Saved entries

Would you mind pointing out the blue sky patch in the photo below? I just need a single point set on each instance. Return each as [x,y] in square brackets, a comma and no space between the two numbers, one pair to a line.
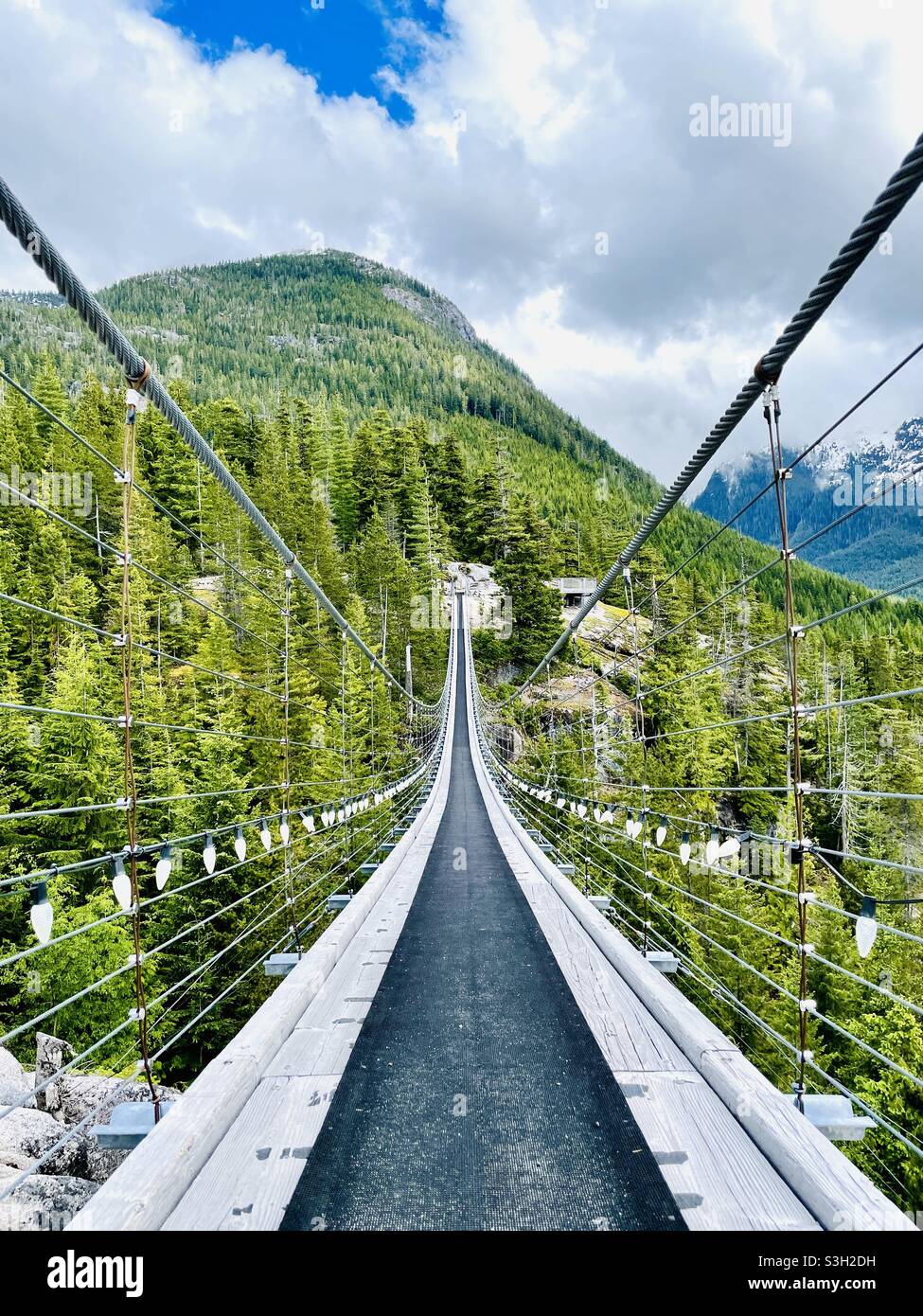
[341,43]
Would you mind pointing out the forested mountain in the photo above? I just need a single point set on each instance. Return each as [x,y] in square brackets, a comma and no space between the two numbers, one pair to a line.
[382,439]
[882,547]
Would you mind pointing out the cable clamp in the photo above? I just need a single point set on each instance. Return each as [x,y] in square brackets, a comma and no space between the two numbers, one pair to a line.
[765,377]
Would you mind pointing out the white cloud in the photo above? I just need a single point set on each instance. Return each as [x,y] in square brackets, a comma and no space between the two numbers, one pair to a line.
==
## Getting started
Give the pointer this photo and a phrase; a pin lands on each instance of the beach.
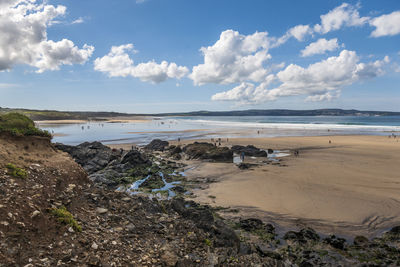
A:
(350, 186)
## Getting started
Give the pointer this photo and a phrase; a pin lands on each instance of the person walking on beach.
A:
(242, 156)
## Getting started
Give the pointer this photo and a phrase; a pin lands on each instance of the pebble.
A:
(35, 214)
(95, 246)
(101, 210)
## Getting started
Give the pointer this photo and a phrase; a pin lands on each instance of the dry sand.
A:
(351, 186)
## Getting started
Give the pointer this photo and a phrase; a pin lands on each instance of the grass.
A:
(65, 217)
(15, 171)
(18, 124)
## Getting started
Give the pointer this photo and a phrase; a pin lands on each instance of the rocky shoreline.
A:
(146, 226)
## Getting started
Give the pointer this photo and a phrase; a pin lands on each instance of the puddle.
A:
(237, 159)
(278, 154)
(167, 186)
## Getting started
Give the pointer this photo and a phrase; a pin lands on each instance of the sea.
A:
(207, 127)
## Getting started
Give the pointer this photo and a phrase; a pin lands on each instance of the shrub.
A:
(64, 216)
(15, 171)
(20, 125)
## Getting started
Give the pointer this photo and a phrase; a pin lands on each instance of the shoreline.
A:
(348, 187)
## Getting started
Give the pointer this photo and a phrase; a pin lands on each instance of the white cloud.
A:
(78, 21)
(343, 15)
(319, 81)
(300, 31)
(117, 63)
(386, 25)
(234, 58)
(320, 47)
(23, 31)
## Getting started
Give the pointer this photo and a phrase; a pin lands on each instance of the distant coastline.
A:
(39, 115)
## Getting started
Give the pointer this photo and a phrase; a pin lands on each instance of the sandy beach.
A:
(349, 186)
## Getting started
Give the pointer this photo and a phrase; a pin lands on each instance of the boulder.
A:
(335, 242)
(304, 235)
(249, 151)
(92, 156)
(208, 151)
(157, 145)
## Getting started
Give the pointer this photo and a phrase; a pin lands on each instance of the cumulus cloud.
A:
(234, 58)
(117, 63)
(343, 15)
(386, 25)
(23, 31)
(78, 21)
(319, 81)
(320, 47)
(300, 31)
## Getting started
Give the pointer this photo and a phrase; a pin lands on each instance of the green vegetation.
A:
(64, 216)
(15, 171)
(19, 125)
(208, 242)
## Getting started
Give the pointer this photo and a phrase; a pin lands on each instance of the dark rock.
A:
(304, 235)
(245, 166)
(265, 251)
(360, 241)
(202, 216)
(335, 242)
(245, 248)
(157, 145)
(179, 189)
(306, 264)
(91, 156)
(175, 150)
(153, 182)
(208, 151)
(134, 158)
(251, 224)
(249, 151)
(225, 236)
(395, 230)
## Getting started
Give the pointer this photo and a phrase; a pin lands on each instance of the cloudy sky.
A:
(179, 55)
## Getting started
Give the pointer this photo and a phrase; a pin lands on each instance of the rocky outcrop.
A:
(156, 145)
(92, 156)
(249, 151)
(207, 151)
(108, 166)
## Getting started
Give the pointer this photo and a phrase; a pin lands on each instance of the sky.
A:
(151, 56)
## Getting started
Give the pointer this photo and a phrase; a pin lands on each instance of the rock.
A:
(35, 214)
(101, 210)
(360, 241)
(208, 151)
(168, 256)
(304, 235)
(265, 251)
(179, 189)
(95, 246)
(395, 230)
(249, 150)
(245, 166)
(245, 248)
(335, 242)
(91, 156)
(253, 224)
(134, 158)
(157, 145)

• **Exercise description**: Please give a count of the lines in the records where the word "white" occurs, with nothing besides it.

• **Exercise solution**: 2